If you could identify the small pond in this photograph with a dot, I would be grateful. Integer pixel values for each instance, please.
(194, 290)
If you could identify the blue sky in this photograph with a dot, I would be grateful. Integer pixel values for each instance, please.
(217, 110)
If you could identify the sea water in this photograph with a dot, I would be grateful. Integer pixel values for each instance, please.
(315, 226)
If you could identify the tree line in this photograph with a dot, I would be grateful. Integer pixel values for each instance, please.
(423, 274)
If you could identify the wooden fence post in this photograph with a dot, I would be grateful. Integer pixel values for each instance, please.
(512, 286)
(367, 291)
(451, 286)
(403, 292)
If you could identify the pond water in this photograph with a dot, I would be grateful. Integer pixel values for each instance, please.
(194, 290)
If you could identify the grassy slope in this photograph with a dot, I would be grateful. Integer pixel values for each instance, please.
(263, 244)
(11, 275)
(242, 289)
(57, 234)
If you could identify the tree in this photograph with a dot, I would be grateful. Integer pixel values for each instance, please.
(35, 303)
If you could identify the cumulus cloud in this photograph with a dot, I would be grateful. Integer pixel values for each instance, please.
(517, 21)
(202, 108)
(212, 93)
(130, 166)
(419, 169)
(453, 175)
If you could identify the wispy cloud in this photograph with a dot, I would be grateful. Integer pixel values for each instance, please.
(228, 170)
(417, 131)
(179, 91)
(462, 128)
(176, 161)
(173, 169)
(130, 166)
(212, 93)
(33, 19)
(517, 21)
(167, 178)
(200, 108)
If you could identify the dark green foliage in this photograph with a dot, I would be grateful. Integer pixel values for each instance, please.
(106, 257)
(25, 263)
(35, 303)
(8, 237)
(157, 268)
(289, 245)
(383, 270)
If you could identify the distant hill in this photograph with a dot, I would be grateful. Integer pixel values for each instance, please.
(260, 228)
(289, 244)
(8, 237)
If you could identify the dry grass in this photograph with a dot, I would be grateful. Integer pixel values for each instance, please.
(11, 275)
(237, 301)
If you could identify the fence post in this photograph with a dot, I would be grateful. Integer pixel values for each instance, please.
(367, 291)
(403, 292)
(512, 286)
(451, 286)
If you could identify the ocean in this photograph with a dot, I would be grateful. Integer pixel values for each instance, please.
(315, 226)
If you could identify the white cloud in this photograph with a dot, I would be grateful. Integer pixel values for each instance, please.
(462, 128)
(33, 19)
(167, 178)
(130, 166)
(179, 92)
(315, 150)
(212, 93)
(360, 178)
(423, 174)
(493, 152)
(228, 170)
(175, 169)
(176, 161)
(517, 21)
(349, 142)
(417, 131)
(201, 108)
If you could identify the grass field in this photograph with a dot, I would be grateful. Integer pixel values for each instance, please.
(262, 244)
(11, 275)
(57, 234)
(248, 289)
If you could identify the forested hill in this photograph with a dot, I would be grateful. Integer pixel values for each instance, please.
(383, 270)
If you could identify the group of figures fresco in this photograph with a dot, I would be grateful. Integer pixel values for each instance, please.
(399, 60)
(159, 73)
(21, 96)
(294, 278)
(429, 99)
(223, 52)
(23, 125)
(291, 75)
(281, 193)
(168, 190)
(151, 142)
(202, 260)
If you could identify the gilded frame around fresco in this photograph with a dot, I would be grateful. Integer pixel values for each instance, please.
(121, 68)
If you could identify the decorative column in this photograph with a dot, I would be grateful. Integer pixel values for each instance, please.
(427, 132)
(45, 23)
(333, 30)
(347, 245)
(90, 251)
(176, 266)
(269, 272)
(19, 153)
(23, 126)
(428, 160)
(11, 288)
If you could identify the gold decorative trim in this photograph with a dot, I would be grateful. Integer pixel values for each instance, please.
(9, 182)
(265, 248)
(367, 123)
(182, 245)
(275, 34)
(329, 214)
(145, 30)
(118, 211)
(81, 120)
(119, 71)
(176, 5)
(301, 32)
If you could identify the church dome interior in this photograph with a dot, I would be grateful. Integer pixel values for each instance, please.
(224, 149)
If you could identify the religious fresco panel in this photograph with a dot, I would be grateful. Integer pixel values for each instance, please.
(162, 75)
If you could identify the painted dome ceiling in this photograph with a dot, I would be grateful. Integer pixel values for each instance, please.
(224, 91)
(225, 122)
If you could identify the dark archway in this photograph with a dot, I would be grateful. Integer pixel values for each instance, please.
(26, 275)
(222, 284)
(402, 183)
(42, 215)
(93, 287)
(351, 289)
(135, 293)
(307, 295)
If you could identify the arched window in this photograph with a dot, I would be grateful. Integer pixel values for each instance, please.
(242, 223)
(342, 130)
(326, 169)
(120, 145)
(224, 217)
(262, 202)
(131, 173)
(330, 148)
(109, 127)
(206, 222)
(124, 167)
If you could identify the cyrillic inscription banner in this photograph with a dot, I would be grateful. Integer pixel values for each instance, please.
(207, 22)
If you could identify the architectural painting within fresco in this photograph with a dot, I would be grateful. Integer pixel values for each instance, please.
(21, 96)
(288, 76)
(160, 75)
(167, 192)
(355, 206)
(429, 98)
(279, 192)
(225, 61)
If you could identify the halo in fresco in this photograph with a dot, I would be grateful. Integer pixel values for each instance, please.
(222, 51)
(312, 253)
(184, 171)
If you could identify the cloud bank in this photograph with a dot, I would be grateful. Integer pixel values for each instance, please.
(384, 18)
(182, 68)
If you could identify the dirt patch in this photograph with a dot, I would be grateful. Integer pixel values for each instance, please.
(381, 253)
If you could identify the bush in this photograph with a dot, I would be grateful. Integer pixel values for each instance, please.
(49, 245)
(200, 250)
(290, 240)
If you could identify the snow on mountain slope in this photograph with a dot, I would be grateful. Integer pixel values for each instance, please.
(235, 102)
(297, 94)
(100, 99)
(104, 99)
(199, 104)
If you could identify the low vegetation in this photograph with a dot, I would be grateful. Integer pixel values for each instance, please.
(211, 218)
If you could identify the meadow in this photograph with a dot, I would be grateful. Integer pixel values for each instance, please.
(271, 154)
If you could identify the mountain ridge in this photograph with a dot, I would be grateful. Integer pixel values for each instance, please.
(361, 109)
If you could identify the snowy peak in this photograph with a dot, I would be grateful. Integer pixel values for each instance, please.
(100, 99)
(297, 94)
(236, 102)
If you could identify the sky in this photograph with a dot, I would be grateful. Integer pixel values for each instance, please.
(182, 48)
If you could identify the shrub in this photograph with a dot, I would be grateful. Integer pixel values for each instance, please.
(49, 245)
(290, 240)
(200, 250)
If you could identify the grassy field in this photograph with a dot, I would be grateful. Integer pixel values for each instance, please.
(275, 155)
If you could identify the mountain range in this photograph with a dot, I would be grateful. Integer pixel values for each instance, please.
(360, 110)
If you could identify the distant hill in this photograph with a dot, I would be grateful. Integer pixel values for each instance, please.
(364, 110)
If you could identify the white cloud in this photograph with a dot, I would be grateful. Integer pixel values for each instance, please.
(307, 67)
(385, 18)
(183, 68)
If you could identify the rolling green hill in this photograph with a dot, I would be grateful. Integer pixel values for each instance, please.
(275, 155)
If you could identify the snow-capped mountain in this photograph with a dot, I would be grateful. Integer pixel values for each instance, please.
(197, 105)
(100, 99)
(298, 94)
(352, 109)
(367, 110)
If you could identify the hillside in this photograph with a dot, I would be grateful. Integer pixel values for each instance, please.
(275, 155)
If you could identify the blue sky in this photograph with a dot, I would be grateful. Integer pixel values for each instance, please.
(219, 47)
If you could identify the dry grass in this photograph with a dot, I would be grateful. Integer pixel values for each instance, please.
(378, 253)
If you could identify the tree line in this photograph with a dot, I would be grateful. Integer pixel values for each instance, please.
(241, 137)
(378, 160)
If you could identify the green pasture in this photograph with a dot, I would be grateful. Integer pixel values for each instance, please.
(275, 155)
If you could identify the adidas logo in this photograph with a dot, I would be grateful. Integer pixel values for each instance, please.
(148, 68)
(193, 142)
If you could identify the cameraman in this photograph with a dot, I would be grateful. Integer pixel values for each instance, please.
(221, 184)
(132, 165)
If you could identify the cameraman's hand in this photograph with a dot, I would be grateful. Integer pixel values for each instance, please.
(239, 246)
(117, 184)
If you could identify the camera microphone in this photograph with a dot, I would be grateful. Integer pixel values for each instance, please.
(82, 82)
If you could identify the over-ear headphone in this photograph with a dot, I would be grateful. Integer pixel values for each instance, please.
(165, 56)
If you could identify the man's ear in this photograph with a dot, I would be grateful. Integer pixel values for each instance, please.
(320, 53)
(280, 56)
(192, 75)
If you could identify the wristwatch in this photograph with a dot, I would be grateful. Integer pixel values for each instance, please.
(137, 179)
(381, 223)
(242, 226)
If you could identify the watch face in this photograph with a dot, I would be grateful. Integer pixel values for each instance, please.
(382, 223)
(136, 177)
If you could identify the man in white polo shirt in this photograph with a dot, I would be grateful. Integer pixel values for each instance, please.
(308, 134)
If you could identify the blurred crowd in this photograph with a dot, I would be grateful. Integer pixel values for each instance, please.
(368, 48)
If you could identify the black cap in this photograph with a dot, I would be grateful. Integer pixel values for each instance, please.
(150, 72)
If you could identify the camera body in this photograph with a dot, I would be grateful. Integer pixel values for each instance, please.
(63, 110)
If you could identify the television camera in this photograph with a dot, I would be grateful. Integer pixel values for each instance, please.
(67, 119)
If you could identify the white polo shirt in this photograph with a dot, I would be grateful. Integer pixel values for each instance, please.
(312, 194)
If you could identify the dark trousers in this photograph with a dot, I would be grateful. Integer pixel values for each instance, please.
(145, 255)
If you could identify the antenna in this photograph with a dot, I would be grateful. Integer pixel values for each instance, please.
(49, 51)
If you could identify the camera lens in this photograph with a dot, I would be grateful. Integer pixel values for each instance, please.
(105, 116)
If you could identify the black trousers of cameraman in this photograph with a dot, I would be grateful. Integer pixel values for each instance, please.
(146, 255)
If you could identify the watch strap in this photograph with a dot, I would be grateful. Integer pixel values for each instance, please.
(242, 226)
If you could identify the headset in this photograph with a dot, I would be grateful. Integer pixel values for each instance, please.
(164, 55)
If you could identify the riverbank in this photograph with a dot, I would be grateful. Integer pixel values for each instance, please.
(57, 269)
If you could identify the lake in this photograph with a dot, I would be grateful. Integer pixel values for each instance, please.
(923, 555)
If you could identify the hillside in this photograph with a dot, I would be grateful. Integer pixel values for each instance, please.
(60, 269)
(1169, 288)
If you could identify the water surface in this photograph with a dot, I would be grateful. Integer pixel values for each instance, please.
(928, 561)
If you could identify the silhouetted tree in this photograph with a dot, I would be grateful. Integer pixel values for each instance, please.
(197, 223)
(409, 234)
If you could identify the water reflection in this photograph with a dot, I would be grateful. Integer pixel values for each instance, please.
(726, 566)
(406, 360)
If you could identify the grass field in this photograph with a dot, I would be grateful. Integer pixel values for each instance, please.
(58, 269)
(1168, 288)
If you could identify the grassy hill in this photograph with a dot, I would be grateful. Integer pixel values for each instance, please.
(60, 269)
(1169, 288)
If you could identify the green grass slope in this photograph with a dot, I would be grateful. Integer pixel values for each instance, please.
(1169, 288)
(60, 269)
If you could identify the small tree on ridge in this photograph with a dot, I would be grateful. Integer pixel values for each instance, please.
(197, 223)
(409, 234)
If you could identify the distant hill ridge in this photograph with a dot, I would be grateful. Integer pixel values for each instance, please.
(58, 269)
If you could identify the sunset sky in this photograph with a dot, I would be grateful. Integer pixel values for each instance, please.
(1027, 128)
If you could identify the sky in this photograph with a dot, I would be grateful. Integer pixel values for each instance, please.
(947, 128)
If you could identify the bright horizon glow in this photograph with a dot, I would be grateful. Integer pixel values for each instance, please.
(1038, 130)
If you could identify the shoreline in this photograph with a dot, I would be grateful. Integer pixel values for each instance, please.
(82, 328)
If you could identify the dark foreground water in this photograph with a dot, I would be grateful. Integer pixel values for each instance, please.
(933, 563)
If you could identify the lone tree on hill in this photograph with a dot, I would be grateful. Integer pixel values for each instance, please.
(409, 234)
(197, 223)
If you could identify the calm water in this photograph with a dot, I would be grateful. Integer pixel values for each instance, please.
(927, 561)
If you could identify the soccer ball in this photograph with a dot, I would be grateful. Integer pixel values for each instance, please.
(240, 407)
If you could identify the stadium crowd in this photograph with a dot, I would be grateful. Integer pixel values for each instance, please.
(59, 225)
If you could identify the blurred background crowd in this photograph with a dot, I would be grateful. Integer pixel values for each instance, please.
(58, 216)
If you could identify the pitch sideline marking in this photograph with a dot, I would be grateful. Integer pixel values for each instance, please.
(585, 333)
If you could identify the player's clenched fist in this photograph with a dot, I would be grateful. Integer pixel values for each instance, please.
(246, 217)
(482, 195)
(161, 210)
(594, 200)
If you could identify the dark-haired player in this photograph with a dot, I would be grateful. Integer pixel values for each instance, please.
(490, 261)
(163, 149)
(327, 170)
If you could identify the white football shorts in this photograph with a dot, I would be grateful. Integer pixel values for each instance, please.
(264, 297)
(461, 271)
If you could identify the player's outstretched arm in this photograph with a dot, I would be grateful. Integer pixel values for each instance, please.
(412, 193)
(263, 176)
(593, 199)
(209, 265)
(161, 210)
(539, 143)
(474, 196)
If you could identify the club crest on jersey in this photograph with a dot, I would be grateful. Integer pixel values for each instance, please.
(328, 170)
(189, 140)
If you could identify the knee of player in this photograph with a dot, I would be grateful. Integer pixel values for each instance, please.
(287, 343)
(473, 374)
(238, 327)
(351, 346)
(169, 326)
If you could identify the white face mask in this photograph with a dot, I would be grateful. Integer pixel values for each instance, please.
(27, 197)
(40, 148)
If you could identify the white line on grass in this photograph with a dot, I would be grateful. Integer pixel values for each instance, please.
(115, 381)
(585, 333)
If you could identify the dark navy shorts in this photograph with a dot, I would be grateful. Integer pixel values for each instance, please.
• • • • • • •
**ASSIGNMENT**:
Only the last part of the entries above is needed: please copy the line with "If you could identify the white line" and each line after it exactly.

**RESPONSE TO THIS EXERCISE**:
If you could identify the white line on grass in this photograph with a dot, I would be grateful. Integer pixel values for each instance, please.
(115, 381)
(585, 333)
If you could identify the dark navy shorts in this photograph with a dot, I would be grateful. Integer pixel values for each instance, please.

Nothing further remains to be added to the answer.